[Location identification items]
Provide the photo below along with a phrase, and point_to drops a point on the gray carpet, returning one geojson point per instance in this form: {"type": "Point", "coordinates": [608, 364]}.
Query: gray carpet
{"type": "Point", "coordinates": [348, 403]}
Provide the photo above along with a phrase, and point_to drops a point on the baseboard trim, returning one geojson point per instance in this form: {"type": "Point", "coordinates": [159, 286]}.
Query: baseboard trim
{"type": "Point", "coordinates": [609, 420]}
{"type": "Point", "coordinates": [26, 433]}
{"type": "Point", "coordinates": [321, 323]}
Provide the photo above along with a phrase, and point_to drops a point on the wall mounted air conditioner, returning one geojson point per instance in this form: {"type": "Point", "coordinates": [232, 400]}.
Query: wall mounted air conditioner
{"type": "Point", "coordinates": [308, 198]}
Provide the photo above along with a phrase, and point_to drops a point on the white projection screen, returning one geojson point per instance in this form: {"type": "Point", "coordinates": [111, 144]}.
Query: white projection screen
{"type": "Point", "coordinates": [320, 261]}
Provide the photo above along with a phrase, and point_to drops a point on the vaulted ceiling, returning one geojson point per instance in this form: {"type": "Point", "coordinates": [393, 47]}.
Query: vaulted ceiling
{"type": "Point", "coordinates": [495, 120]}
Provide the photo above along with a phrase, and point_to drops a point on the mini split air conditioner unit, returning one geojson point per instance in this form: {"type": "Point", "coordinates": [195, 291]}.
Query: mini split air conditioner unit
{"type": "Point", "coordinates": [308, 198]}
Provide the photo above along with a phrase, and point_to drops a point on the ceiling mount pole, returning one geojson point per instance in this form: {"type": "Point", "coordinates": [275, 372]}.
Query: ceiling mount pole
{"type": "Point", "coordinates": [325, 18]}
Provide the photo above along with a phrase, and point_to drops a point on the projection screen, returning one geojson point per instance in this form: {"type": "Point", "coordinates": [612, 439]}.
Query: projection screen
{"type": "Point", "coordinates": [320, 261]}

_The task_
Quote the line that contains "on the mini" and each line after it through the end of the data, exactly, leaving out everything else.

_Correct response_
Provide the photo above along with a phrase, and point_to drops a point on the mini split air conditioner unit, returning one geojson point per instance in this form: {"type": "Point", "coordinates": [195, 291]}.
Query: mini split air conditioner unit
{"type": "Point", "coordinates": [308, 198]}
Provide the photo above along with a phrase, and point_to drops a point on the ceiling mount pole, returning one geojson point per instance in this form: {"type": "Point", "coordinates": [275, 372]}.
Query: ceiling mount pole
{"type": "Point", "coordinates": [325, 18]}
Provide the photo above along with a phrase, and point_to drops a point on the projection screen, returning one geojson point per instance in this form: {"type": "Point", "coordinates": [612, 439]}.
Query: projection screen
{"type": "Point", "coordinates": [320, 261]}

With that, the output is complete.